• 问题描述
把下面所有行写成一个 JSON 字符串列表，每行对应一个字符串，空行略去。

源数据
════════════════
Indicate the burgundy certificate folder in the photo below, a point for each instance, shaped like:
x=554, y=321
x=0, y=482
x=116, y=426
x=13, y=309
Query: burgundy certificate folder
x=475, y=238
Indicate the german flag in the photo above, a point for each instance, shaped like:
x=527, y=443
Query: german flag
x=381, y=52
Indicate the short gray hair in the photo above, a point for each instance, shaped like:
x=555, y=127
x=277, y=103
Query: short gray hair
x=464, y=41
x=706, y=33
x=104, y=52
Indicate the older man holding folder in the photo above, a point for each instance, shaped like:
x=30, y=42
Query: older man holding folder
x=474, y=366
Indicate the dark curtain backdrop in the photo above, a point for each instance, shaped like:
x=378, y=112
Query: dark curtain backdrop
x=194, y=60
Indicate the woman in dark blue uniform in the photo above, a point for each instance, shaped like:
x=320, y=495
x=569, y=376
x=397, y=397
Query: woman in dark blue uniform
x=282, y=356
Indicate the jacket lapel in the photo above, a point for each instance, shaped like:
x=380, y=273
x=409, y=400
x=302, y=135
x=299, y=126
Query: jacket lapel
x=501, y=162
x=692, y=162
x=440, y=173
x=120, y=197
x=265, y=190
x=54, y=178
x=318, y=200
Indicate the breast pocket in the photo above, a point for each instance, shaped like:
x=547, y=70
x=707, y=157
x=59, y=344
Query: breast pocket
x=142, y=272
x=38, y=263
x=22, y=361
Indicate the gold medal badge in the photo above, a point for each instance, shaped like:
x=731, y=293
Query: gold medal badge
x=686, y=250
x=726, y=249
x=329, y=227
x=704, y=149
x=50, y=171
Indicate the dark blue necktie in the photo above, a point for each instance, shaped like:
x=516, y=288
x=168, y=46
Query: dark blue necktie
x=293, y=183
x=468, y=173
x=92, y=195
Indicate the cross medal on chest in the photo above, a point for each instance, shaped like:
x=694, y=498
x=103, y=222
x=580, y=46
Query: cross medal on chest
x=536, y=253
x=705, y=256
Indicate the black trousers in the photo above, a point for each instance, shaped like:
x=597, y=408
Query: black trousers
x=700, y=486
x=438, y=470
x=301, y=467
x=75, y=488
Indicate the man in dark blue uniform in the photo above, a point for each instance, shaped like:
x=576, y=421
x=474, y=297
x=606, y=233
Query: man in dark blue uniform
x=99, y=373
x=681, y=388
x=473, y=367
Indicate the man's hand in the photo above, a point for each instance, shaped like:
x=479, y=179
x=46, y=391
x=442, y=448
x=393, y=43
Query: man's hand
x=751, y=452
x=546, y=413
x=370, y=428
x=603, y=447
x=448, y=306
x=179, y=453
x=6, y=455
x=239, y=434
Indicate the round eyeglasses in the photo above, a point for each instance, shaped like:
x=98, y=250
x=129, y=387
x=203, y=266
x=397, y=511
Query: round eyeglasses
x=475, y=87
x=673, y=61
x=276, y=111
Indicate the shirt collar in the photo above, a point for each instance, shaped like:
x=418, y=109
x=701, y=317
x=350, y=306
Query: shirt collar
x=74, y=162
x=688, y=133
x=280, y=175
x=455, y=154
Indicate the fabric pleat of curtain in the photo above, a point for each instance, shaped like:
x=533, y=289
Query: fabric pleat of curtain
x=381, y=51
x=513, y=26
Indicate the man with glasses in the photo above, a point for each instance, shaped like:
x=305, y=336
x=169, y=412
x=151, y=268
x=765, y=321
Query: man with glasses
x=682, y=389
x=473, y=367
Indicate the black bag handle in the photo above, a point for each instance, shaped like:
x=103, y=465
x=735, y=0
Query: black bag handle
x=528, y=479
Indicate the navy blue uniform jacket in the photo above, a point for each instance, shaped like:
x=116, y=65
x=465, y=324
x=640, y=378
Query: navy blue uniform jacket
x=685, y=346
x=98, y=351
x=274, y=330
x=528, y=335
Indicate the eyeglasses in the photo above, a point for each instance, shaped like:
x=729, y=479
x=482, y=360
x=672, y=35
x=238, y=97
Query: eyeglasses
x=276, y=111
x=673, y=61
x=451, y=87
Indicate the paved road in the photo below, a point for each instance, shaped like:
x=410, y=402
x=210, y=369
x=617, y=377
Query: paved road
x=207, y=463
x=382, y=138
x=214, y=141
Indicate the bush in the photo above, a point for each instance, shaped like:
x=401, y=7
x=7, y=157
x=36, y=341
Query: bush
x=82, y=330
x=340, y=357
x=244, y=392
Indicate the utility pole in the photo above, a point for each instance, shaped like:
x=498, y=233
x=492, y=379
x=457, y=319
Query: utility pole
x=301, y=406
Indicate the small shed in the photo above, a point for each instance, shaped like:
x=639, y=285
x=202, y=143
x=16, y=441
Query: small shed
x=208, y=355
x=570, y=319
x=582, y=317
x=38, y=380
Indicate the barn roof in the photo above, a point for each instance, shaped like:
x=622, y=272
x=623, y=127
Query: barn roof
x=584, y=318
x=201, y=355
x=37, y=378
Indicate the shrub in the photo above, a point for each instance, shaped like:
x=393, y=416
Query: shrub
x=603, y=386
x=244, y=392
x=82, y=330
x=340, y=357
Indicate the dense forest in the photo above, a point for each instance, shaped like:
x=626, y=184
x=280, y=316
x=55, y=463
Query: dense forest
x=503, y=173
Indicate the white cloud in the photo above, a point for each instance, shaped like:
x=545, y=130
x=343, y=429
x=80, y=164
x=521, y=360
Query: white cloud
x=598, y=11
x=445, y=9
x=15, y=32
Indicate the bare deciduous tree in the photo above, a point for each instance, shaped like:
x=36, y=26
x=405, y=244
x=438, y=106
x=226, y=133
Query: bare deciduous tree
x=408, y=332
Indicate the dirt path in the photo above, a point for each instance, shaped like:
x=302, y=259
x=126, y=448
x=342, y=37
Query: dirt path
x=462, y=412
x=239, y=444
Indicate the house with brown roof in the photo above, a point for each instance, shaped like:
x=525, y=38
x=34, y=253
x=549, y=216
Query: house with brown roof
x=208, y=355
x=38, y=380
════════════════
• 本题答案
[
  "Indicate the burgundy certificate folder in the photo below, a point for each instance, shaped like:",
  "x=554, y=321",
  "x=0, y=482",
  "x=116, y=426",
  "x=13, y=309",
  "Query: burgundy certificate folder",
  "x=475, y=238",
  "Indicate the german flag in the photo above, a point for each instance, shaped like:",
  "x=527, y=443",
  "Query: german flag",
  "x=381, y=52",
  "Indicate the short gray hair in the photo above, a point for each instance, shaped like:",
  "x=555, y=127",
  "x=277, y=103",
  "Query: short gray hair",
  "x=464, y=41",
  "x=706, y=33",
  "x=104, y=52",
  "Indicate the older man holding folder in the photo above, a point for each instance, shaped like:",
  "x=30, y=42",
  "Query: older man holding folder",
  "x=474, y=366",
  "Indicate the dark curtain backdrop in the photo above, a point for each instance, shaped like:",
  "x=378, y=112",
  "Query: dark curtain backdrop",
  "x=194, y=60",
  "Indicate the woman in dark blue uniform in the photo above, a point for each instance, shaped like:",
  "x=320, y=495",
  "x=569, y=376",
  "x=397, y=397",
  "Query: woman in dark blue uniform",
  "x=282, y=356",
  "Indicate the jacket lapel in the photo above, a point for each instance, shaped like:",
  "x=380, y=273",
  "x=409, y=400",
  "x=302, y=135",
  "x=299, y=126",
  "Query: jacket lapel",
  "x=501, y=162",
  "x=692, y=162",
  "x=440, y=173",
  "x=120, y=197",
  "x=265, y=190",
  "x=54, y=178",
  "x=318, y=200",
  "Indicate the breast pocket in the photo above, a point for each instance, shaped like:",
  "x=547, y=70",
  "x=707, y=157",
  "x=59, y=344",
  "Query: breast pocket",
  "x=142, y=272",
  "x=38, y=263",
  "x=22, y=361",
  "Indicate the gold medal badge in the photo above, a point for each instance, shaped like:",
  "x=731, y=293",
  "Query: gold medal badge",
  "x=686, y=250",
  "x=726, y=249",
  "x=329, y=227",
  "x=704, y=149",
  "x=50, y=171",
  "Indicate the dark blue necktie in the photo above, a point for each instance, shaped like:",
  "x=516, y=288",
  "x=168, y=46",
  "Query: dark blue necktie",
  "x=293, y=183",
  "x=468, y=173",
  "x=92, y=195",
  "Indicate the cross medal on chest in the photo above, a point for each instance, shaped like:",
  "x=694, y=498",
  "x=103, y=222",
  "x=580, y=46",
  "Query: cross medal on chest",
  "x=536, y=253",
  "x=705, y=256",
  "Indicate the black trousers in the photo above, a point for each instance, shaped like:",
  "x=597, y=408",
  "Query: black trousers",
  "x=700, y=486",
  "x=438, y=470",
  "x=301, y=467",
  "x=75, y=488",
  "Indicate the man in dark blue uniform in the photo above, a point for each instance, shaped like:",
  "x=576, y=421",
  "x=474, y=297",
  "x=606, y=233",
  "Query: man in dark blue uniform",
  "x=99, y=373",
  "x=681, y=388",
  "x=473, y=367",
  "Indicate the man's hand in the photo above, a point for each instance, shaped like:",
  "x=479, y=179",
  "x=46, y=391",
  "x=442, y=448",
  "x=393, y=43",
  "Query: man's hand",
  "x=751, y=452",
  "x=546, y=413",
  "x=370, y=428",
  "x=603, y=447",
  "x=448, y=306",
  "x=179, y=453",
  "x=6, y=455",
  "x=239, y=434",
  "Indicate the round eyeglasses in the photo above, a point for each instance, shaped like:",
  "x=98, y=250",
  "x=129, y=387",
  "x=203, y=266",
  "x=397, y=511",
  "Query: round eyeglasses",
  "x=475, y=87",
  "x=673, y=61",
  "x=276, y=111",
  "Indicate the shirt collar in the photo above, a point for each instance, shaped like:",
  "x=418, y=109",
  "x=701, y=317",
  "x=350, y=306",
  "Query: shirt collar",
  "x=74, y=162",
  "x=688, y=133",
  "x=280, y=175",
  "x=455, y=154",
  "Indicate the fabric pleat of curtain in the photo above, a point for each instance, shaped like:",
  "x=533, y=289",
  "Query: fabric pleat of curtain",
  "x=381, y=51",
  "x=513, y=26",
  "Indicate the man with glasses in the photo above, a point for each instance, shaped like:",
  "x=305, y=336",
  "x=169, y=412",
  "x=151, y=268",
  "x=765, y=321",
  "Query: man with glasses",
  "x=682, y=389",
  "x=473, y=367",
  "Indicate the black bag handle in the photo above, a point for each instance, shaped like:",
  "x=103, y=465",
  "x=735, y=0",
  "Query: black bag handle",
  "x=528, y=479",
  "Indicate the navy blue uniform jacket in the photo above, a point for each instance, shaped like:",
  "x=116, y=65",
  "x=465, y=324",
  "x=640, y=378",
  "Query: navy blue uniform jacket",
  "x=685, y=346",
  "x=98, y=351",
  "x=274, y=330",
  "x=528, y=335",
  "Indicate the eyeglasses in the photo above, a point for each instance, shaped like:",
  "x=729, y=479",
  "x=482, y=360",
  "x=672, y=35",
  "x=238, y=97",
  "Query: eyeglasses",
  "x=276, y=111",
  "x=673, y=61",
  "x=451, y=87",
  "Indicate the paved road in the photo below, a point for each instance, shaped like:",
  "x=410, y=402",
  "x=210, y=369",
  "x=617, y=377",
  "Query: paved road",
  "x=207, y=463",
  "x=382, y=138",
  "x=214, y=141",
  "Indicate the bush in the photo above, a point for each instance, shaped like:",
  "x=401, y=7",
  "x=7, y=157",
  "x=36, y=341",
  "Query: bush",
  "x=82, y=330",
  "x=340, y=357",
  "x=244, y=392",
  "Indicate the utility pole in the photo above, a point for each instance, shaped like:",
  "x=498, y=233",
  "x=492, y=379",
  "x=457, y=319",
  "Query: utility pole",
  "x=301, y=406",
  "Indicate the small shed in the photo above, a point for each instance, shaped like:",
  "x=639, y=285",
  "x=202, y=143",
  "x=16, y=441",
  "Query: small shed",
  "x=208, y=355",
  "x=570, y=319",
  "x=582, y=317",
  "x=38, y=380",
  "Indicate the barn roof in the photo above, a point for each instance, shaped like:",
  "x=622, y=272",
  "x=623, y=127",
  "Query: barn roof",
  "x=584, y=318",
  "x=201, y=355",
  "x=37, y=378",
  "Indicate the shrub in the photo above, a point for each instance, shaped like:",
  "x=393, y=416",
  "Query: shrub",
  "x=603, y=386",
  "x=244, y=392",
  "x=82, y=330",
  "x=340, y=357",
  "Indicate the dense forest in the photo above, a point for each instance, shaped like:",
  "x=626, y=184",
  "x=280, y=316",
  "x=55, y=463",
  "Query: dense forest",
  "x=503, y=173",
  "Indicate the white cloud in the photo above, a point for each instance, shaped like:",
  "x=545, y=130",
  "x=343, y=429",
  "x=80, y=164",
  "x=521, y=360",
  "Query: white cloud",
  "x=598, y=11",
  "x=445, y=9",
  "x=15, y=32",
  "Indicate the bare deciduous tree in the photo above, a point for each instance, shaped like:",
  "x=36, y=26",
  "x=405, y=244",
  "x=438, y=106",
  "x=226, y=133",
  "Query: bare deciduous tree",
  "x=408, y=332",
  "Indicate the dirt path in the photo above, a point for each instance, shaped like:",
  "x=302, y=259",
  "x=126, y=448",
  "x=342, y=37",
  "Query: dirt path",
  "x=462, y=412",
  "x=239, y=444",
  "Indicate the house with brown roof in the photo above, a point for each instance, shaped like:",
  "x=525, y=38",
  "x=34, y=253",
  "x=549, y=216",
  "Query: house with brown roof",
  "x=208, y=355",
  "x=38, y=380"
]